Exercise –
What is needed is an exact transcription of the line containing "label the hill, a point per instance." and every line after it through the end of the entries below, with no pictures.

Saved entries:
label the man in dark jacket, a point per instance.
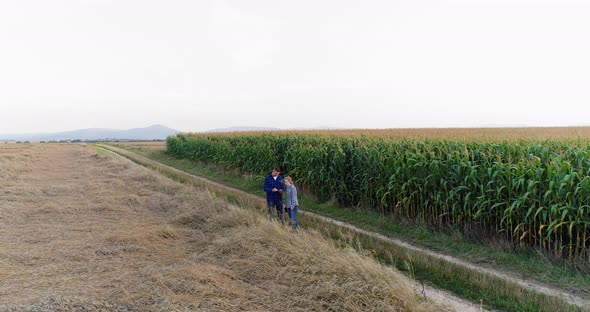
(274, 188)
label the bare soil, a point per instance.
(81, 230)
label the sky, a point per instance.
(195, 65)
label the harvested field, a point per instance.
(84, 230)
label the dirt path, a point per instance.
(524, 283)
(84, 231)
(435, 295)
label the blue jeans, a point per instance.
(278, 205)
(293, 217)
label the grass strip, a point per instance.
(492, 292)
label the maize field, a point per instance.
(533, 193)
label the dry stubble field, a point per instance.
(85, 230)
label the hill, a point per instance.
(155, 132)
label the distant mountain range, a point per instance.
(242, 129)
(155, 132)
(253, 129)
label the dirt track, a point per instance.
(459, 304)
(87, 231)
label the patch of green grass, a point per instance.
(527, 263)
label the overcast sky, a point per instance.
(200, 64)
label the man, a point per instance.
(274, 187)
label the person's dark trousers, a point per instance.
(293, 216)
(278, 205)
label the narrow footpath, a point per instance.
(256, 200)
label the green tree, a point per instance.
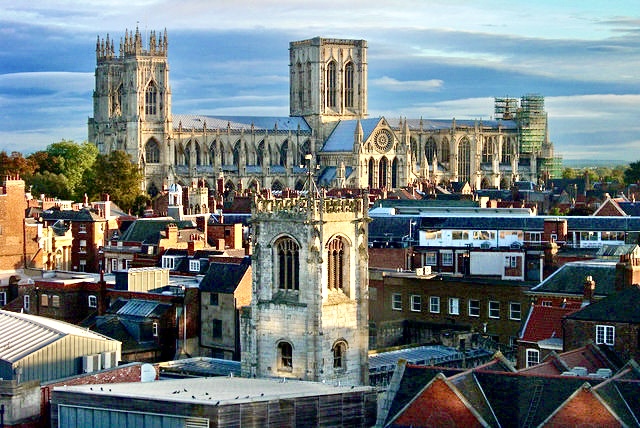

Task output –
label the hill, a point per instance.
(155, 132)
label the distant mountain range, a point per instance.
(242, 129)
(155, 132)
(253, 129)
label the dirt track, a point per instance.
(459, 304)
(87, 231)
label the patch of green grass, a point per instance.
(527, 263)
label the overcast sky, a point per instance.
(200, 64)
label the man, a point per instance.
(274, 187)
label the person's dark trousers, a point per instance.
(293, 216)
(278, 205)
label the narrow footpath, a point per instance.
(256, 200)
label the green tree, a point per instance.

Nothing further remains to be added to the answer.